#### What you should do
Edit the records below so that every "SHOULD" becomes "MUST", leaving the rest of each line unchanged.

%%

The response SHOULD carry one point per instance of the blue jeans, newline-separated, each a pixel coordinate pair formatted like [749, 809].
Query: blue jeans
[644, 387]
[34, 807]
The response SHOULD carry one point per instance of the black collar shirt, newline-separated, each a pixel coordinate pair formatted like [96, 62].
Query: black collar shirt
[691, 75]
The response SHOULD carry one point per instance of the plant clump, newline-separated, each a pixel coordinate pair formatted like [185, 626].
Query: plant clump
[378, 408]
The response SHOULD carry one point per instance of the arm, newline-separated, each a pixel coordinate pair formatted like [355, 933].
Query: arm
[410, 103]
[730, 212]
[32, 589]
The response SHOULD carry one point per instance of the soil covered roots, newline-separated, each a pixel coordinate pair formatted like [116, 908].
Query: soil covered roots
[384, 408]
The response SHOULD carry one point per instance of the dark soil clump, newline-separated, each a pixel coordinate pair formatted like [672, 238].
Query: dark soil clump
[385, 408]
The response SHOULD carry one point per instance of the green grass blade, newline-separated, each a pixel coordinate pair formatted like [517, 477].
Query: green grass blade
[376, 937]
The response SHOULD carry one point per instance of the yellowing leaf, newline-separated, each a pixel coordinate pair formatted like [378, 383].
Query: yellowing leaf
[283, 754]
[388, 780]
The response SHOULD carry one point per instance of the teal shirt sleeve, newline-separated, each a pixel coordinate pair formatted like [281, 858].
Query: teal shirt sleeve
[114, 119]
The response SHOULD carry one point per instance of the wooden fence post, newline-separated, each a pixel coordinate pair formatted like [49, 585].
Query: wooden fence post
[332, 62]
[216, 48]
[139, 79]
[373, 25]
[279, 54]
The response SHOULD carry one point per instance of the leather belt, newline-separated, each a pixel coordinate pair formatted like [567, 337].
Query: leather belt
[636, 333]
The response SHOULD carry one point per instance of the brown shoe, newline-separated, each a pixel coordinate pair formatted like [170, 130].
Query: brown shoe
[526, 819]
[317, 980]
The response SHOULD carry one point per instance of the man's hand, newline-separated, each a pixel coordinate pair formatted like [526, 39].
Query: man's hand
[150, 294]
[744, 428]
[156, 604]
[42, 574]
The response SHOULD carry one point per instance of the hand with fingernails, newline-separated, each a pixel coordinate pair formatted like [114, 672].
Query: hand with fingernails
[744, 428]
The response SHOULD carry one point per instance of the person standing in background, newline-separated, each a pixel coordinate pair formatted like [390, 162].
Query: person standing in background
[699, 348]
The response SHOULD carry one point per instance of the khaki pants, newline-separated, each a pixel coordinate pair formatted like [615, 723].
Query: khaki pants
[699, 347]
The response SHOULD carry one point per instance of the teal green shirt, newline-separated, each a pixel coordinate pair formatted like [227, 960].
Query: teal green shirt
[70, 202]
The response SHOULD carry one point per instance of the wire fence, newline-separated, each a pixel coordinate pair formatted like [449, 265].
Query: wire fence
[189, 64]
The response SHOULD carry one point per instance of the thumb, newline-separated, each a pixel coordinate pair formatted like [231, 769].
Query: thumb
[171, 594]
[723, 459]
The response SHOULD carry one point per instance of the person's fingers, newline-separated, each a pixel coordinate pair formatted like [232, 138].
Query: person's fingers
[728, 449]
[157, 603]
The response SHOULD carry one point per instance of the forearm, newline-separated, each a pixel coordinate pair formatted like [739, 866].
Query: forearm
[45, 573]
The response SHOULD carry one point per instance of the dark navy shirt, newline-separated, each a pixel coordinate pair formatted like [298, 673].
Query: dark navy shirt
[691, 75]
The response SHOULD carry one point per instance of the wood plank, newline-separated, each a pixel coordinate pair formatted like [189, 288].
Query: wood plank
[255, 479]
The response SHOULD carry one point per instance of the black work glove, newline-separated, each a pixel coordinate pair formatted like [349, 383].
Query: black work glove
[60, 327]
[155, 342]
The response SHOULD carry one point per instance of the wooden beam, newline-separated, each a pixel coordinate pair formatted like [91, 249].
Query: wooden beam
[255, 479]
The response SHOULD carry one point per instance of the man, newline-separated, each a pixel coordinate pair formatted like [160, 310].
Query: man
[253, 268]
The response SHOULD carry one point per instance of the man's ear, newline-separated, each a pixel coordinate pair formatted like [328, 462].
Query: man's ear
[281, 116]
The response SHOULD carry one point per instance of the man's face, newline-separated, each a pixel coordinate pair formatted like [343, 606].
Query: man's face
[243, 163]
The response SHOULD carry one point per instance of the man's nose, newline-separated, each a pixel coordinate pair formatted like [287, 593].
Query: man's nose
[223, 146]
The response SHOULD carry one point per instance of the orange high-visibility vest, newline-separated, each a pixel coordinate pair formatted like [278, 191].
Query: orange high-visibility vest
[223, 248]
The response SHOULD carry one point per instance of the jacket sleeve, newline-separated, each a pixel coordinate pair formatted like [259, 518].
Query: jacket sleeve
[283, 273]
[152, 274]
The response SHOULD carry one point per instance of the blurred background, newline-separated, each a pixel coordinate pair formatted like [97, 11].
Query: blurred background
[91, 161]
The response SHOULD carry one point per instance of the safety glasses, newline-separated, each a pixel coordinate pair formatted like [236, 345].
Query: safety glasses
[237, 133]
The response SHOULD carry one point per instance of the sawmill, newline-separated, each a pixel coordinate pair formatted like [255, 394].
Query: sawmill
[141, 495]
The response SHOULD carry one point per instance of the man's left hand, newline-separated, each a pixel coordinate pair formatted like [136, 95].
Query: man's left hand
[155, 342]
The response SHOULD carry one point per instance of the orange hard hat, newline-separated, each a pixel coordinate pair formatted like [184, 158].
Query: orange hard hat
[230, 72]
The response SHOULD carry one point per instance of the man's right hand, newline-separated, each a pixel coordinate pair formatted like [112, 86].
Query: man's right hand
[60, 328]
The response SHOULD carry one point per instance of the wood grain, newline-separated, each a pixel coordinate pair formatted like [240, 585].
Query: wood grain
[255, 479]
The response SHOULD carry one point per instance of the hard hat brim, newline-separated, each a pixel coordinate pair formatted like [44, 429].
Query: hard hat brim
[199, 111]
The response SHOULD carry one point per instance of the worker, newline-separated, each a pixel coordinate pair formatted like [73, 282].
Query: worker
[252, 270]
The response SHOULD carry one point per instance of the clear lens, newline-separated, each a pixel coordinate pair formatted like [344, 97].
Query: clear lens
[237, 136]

%%

#### Full response
The response MUST carry one point per instance of the blue jeans, newline-separated, each a pixel coordinate pair formatted like [749, 809].
Query: blue jeans
[644, 387]
[34, 807]
The response MUST carry one point per instance of the black collar shirt, newline-separated, each a pixel coordinate pair formatted like [96, 62].
Query: black collar shirt
[691, 75]
The response MUST carry one point per instance of the plant clump, newline-separated, each a pixel coordinate pair formatted like [185, 626].
Query: plant clump
[378, 408]
The response MUST carry one point per instance of the arm, newline-separated, each a pixel coordinate pair formatted like [355, 933].
Query: arm
[410, 103]
[730, 212]
[32, 589]
The response MUST carry one point per instance of the soil covered roots, newline-separated, each a pixel coordinate pair formatted like [116, 908].
Query: soil covered roots
[384, 408]
The response MUST carry one point per instance of the dark soil clump, newline-separated, each a pixel coordinate pair formatted like [672, 238].
Query: dark soil clump
[385, 408]
The response MUST carry one point per instance of the green grass blade, newline-separated, each a pixel coordinate pair formatted like [517, 477].
Query: green grass blade
[376, 937]
The response MUST carry one point per instance of the yellowing leaf, newline-separated, each a pixel coordinate pair formatted like [378, 383].
Query: yellowing leaf
[283, 754]
[388, 780]
The response MUST carry one point per instance of the teal shirt sleeve, newline-separated, each a pixel coordinate pair formatted like [281, 858].
Query: teal shirt sleeve
[114, 119]
The response MUST carry one point per instance of the wooden fence post, newline-separated, each a pixel coordinate pair formatted like [49, 585].
Query: wooden fence post
[332, 62]
[216, 48]
[139, 79]
[373, 25]
[279, 54]
The response MUST carry one point per instance of the leather belt, newline-separated, each a pixel coordinate pair formatted like [567, 337].
Query: leather belt
[636, 333]
The response MUST carry one point per instance of the brown shoe, newline-separated, each a pixel coordinate pair formatted like [170, 130].
Query: brown shoe
[526, 819]
[317, 980]
The response MUST carry one point per instance of the man's hand, newline-separated, each a pixel coordinate pair formatted like [526, 39].
Query: man's hand
[150, 294]
[744, 428]
[156, 604]
[42, 574]
The response MUST carry one point per instance of the hand with fingernails, newline-separated, each a pixel coordinate pair formatted like [114, 672].
Query: hand with fingernails
[744, 428]
The response MUST carry one point per instance of the person standing in background, newline-separated, each a pixel coordinate pair formatted like [390, 162].
Query: person standing in background
[699, 348]
The response MUST carry one point per instance of the khaki pants, newline-separated, each a pixel coordinate pair formatted like [615, 723].
Query: khaki pants
[699, 347]
The response MUST carry one point per instance of the teal green shirt, newline-separated, each a pixel coordinate pair formatted like [227, 960].
Query: teal green shirt
[70, 202]
The response MUST carry one point per instance of the wire fence, newline-separated, each a pixel coordinate pair formatted like [449, 265].
Query: wire fence
[189, 64]
The response MUST carry one point per instance of the thumb, newline-separated, each a pixel coordinate pair formatted like [231, 769].
Query: thumb
[171, 594]
[723, 459]
The response MUST carry one point per instance of the person's fingers, newline-separated, each a pixel coordinate pair formatted like [232, 138].
Query: person's fingers
[728, 449]
[157, 603]
The response MUST carry one point per instance of the forearm, newline-separated, each a pixel coordinate pair formatted like [739, 866].
Query: forearm
[45, 573]
The response MUST carry one point per instance of the dark navy shirt, newline-separated, each a pixel coordinate pair formatted like [298, 673].
Query: dark navy shirt
[691, 75]
The response MUST carry one point per instance of the wood plank, newline-separated, each a pixel coordinate pair formatted like [189, 288].
Query: wood plank
[255, 479]
The response MUST carry one point per instance of the black work glove, newline-separated, each a pixel coordinate pair formatted like [349, 383].
Query: black work glove
[60, 327]
[155, 342]
The response MUST carry one point per instance of the wooden beam, newline-separated, each a pixel coordinate pair formatted like [91, 249].
Query: wooden beam
[255, 479]
The response MUST carry one point per instance of the man, newline-separated, each a pixel coordinate pair formatted like [160, 310].
Query: man
[253, 268]
The response MUST carry one point per instance of the man's ear, newline-separated, each a pixel coordinate pair formatted like [328, 462].
Query: man's ear
[281, 116]
The response MUST carry one point per instance of the man's face, newline-separated, each a pixel coordinate pair formatted like [343, 606].
Query: man's face
[243, 163]
The response MUST carry one point per instance of the man's nose, newline-separated, each a pixel coordinate pair formatted like [287, 593].
Query: man's nose
[223, 146]
The response MUST carry one point per instance of the orange high-visibility vest, newline-separated, each a pixel coordinate pair formatted like [278, 191].
Query: orange high-visibility vest
[223, 248]
The response MUST carry one point per instance of the jacket sleeve, newline-separated, each a pixel coordinate pair formatted like [259, 518].
Query: jacket sleeve
[283, 273]
[152, 274]
The response MUST carry one point per instance of the blurred background, newline-separated, each a pixel coordinate pair formatted like [97, 11].
Query: blurred background
[91, 161]
The response MUST carry one point per instance of the safety glasses, newline-separated, each a pixel coordinate pair formatted like [236, 345].
Query: safety glasses
[237, 133]
The response MUST carry one point per instance of the sawmill, newline-separated, each a pixel coordinate pair formatted like [255, 394].
Query: sawmill
[141, 495]
The response MUST carry one point per instance of the man's left hand, newline-separated, each a pixel coordinate pair formatted like [136, 95].
Query: man's left hand
[155, 342]
The response MUST carry one point per instance of the orange hard hat, newline-separated, each a pixel coordinate pair formatted like [184, 158].
Query: orange hard hat
[230, 72]
The response MUST carry one point per instance of the man's right hand, newline-separated, each a pixel coordinate pair formatted like [112, 86].
Query: man's right hand
[60, 328]
The response MUST carry one point per instance of the wood grain, newline-separated, each a pixel coordinate pair formatted like [240, 585].
Query: wood grain
[255, 479]
The response MUST carry one point per instance of the hard hat brim, newline-separated, each a pixel coordinate pair formatted like [44, 429].
Query: hard hat brim
[199, 111]
The response MUST carry one point per instance of the worker, newline-separated, each a pixel coordinate pair formatted like [73, 282].
Query: worker
[252, 270]
The response MUST carry one point per instance of the clear lens, newline-separated, each a pixel coordinate pair formatted like [344, 97].
Query: clear lens
[237, 136]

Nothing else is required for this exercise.